Referring expression data
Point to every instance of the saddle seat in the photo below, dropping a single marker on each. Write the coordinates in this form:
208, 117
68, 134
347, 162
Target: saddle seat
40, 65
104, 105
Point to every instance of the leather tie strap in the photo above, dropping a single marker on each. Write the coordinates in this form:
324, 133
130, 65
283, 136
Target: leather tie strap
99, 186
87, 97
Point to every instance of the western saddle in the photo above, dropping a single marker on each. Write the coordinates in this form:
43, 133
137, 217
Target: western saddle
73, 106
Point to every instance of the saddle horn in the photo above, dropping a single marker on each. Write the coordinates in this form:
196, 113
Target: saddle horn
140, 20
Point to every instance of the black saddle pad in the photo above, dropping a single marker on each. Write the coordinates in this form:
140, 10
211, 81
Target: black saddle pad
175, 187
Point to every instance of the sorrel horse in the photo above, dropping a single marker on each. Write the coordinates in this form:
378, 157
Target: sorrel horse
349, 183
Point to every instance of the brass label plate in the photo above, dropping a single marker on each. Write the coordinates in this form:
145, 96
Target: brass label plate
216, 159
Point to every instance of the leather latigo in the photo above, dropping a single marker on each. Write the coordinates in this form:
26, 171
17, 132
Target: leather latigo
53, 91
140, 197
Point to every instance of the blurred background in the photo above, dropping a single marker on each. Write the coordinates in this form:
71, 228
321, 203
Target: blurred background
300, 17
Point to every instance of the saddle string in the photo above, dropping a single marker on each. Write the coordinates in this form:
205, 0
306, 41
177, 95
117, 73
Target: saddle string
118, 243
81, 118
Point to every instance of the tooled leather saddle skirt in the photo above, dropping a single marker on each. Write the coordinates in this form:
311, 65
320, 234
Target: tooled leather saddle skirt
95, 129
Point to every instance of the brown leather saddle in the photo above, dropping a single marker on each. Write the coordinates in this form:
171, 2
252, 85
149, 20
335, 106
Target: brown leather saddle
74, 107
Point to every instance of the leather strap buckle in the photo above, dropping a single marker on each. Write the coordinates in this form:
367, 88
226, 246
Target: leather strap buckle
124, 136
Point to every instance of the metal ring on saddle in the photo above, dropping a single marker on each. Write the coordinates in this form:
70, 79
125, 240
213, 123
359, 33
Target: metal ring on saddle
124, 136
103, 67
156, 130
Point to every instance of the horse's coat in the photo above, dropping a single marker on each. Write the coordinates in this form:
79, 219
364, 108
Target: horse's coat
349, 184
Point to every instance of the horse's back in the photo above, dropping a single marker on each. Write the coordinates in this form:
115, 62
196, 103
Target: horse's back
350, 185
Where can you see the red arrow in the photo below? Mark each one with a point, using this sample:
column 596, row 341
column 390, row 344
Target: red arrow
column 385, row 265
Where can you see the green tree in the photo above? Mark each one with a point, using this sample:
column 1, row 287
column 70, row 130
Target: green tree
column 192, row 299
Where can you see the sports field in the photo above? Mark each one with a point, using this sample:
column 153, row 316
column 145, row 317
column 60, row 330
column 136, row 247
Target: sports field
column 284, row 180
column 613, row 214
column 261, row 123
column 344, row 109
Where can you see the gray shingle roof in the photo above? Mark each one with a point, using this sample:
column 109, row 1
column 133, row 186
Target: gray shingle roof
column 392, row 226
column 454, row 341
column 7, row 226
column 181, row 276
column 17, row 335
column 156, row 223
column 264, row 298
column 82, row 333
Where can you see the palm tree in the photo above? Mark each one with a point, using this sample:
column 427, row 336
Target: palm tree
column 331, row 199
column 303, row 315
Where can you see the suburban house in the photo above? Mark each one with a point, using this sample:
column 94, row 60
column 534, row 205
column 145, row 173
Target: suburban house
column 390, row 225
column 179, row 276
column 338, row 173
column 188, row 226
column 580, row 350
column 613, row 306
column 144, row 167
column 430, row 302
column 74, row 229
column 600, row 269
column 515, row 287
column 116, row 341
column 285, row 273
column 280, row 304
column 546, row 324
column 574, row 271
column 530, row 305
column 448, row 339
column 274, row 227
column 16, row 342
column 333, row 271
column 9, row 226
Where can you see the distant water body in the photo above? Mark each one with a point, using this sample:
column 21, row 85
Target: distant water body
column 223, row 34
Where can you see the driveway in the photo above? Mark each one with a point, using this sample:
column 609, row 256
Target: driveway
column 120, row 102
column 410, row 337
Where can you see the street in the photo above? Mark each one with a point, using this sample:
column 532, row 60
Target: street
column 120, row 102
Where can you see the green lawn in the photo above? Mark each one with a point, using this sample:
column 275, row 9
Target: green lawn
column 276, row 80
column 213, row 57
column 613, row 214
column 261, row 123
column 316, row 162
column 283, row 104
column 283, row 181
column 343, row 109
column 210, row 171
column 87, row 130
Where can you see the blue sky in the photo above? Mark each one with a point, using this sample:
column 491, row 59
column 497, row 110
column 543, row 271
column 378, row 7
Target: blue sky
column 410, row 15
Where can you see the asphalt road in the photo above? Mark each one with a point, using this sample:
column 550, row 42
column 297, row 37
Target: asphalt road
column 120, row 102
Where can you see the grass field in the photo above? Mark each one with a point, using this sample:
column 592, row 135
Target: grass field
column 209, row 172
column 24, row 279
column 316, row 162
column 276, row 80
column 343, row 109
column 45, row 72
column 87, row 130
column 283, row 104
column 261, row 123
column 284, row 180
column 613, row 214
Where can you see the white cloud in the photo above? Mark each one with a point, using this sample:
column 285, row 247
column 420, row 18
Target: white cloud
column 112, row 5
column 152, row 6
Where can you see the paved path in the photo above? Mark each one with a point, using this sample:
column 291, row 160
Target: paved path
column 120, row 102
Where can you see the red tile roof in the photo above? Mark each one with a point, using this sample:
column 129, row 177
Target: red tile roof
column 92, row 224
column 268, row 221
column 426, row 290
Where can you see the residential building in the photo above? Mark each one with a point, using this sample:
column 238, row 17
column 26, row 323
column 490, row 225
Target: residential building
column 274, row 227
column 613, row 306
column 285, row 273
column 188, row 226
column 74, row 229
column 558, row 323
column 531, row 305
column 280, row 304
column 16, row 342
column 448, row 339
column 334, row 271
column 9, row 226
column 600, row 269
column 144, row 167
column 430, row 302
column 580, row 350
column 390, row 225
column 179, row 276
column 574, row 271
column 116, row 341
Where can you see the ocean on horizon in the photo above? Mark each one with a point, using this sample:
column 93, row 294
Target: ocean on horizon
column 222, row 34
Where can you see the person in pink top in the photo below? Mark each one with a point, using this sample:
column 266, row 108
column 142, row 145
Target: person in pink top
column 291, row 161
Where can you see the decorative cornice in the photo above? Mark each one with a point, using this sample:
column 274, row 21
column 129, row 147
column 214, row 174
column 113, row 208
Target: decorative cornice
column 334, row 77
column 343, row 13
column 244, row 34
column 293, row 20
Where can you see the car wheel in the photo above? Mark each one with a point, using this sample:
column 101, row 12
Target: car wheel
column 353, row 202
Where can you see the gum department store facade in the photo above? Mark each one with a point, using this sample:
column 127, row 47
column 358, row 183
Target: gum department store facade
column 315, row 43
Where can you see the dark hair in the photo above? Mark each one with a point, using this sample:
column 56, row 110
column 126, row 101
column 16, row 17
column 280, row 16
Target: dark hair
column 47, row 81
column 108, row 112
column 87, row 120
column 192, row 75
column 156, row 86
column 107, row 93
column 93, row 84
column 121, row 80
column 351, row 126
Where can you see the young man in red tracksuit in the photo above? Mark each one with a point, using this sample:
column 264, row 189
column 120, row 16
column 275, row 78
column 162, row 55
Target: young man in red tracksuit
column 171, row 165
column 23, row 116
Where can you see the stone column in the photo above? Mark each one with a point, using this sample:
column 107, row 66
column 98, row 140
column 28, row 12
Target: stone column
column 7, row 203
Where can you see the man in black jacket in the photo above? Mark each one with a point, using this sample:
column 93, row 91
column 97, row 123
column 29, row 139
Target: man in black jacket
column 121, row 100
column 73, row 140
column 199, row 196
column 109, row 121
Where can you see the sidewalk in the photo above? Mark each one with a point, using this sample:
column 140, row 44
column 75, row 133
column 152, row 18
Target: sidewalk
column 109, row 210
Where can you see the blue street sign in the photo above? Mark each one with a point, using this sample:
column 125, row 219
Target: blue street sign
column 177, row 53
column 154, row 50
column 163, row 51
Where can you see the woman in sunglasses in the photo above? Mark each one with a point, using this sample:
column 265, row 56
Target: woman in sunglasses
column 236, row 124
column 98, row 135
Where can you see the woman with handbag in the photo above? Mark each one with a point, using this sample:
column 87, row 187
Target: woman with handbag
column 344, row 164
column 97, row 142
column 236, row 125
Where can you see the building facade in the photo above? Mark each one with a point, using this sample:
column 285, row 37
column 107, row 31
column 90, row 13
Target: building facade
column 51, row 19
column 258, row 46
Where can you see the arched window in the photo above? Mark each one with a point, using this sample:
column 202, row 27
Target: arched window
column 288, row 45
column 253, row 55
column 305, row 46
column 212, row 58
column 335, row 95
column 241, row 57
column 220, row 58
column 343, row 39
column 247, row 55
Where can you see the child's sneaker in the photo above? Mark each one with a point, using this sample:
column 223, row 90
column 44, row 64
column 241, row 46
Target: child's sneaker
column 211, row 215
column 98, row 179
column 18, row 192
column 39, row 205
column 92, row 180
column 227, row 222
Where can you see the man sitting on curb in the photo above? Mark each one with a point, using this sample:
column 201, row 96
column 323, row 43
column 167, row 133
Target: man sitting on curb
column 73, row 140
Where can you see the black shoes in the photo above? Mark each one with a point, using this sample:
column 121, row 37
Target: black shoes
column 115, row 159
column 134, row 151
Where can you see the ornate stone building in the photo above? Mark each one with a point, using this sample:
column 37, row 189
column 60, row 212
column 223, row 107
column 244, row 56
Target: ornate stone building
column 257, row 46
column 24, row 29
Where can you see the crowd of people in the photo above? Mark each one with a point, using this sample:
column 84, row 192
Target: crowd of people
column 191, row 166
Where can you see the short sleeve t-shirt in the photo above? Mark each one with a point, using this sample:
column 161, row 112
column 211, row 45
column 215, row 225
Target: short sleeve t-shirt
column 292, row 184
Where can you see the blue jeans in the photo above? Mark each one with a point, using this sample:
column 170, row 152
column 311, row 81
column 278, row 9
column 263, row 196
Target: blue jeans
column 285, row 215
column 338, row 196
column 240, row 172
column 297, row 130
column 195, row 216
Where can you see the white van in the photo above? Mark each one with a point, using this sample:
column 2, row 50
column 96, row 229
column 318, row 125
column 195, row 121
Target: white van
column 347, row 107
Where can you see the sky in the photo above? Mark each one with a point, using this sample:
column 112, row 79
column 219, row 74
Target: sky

*Instructions for the task*. Please filter the data down to the lines containing the word "below".

*Exercise output*.
Point to every instance of the saddle seat in the photo below, dropping a single marker on each. Write the coordinates in this form:
Where can you see the red arrow in the photo below? Mark each one with a point, using this sample:
Where can you see the person in pink top in the photo below? Mark each one with a point, using this sample:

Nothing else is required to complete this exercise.